** Requirement 1 **
Copy out the point labeling listing line for line, with no changes, and leave out the pictures.

>> begin Selection

Category: Reunion Island

Today is the day I should be, you know, wrapping up my accounts of all these tournaments, since Sunday is the last day of week four in the tennis world. But a couple of tournaments are refusing to cooperate. Or, possibly, Mother Nature is refusing to cooperate. Either way, it’s making me grumpy, as Week Five has already begun in some places (thanks a lot, Tasmania), and I haven’t even done the preview yet. It’ll be more like a midview by the time I get to it. Anyway, here’s today’s haps:


So the rain held off enough for the semifinals to be played, but not the semis and the finals, as was originally scheduled. In said SF’s, unseeded Dimitry Tursunov, ardent defender of Grigor Dimitrov on the Twitter (Grisha was banned for ch/ump-pushing, don’tcha know?), beat 8 seed Andrej Martin 6-3 6-4, in a match about which I can tell you absolutely nothing else. Ditto for five seed Lukas Rosol of Czech Republic beating second seed Go Soeda of Japan 6-4 7-6(2). It happened. That’s all I know. There’s no livescore record or stats or game history or nuthin’, mang. Even Tursy’s being surprisingly tight-fingered about it all.

With regard to the finals (whenever they are), Rosol and Tursunov have never met – haven’t even glanced one another’s way in the locker room, I’m irresponsibly guessing. Moving on…

Reunion Island


I’ve joked about it, I’ve laughed about it, but honestly: what an unmitigated disaster this tournament has been. Note to future tournament directors: if you plan for your tournament to be a disaster, at least make it a mitigated one.

>> end Selection
>> begin Data section

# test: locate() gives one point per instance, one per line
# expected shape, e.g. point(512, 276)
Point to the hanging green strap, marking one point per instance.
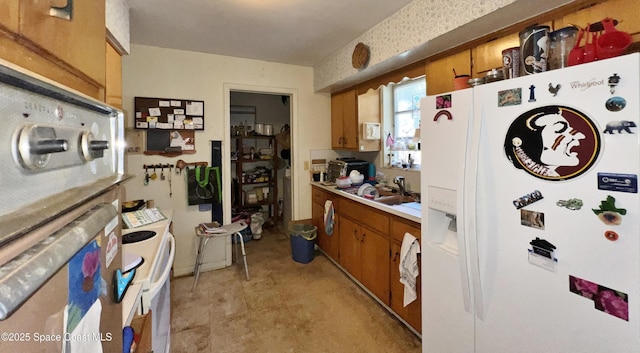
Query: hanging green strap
point(204, 181)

>> end Data section

** Requirement 2 **
Write the next part of the tennis tournament post, picking up after its last sentence.

** Written reply 1 **
# test: locate() gives one point per instance, one per line
# expected shape, e.g. point(512, 276)
Point to the hanging green strap, marking one point per instance.
Query: hanging green strap
point(204, 181)

** Written reply 2 **
Bad news, kiddos, and I think it’s only right that I let our unofficial player/ambassador Harri Heliovaara break it to you:

“Bye bye! This morning’s news was unheard of. Rain continues to pour, and weather forecasts promising any relief, so the Reunion this year’s challenger is here on CANCELLED! I have never seen such a solution, but on the other hand does not seem to be happening here in any other option, because the island’s sole sisäkentällekin apparently it’s raining inside!” (I have it on good authority that “sisäkentällekin” is Heliovaaran for “indoor facility”)

A note on the tournament’s Facebook page from Thibaud Serre says (translated): “Stopping at the tournament quarter-final stage, there is no winner. The eight quarter-finalists € 875 each pocket and 15 ATP points.”

OK. I have questions, though: why just give quarterfinal points when some who’ve been held hostage on your island were bound for greater bounties? Where is all the money that you’re not paying out for semis and a champion/finalist going? Are you keeping it? Why not just pool the remaining points/funds amongst the remaining player/hostages? Is it because there are too many pools on Reunion Island as it is? And finally, but most of all: why build an indoor tennis facility in the first place if it can’t keep out rain? Or is there a key piece of information I’m missing here?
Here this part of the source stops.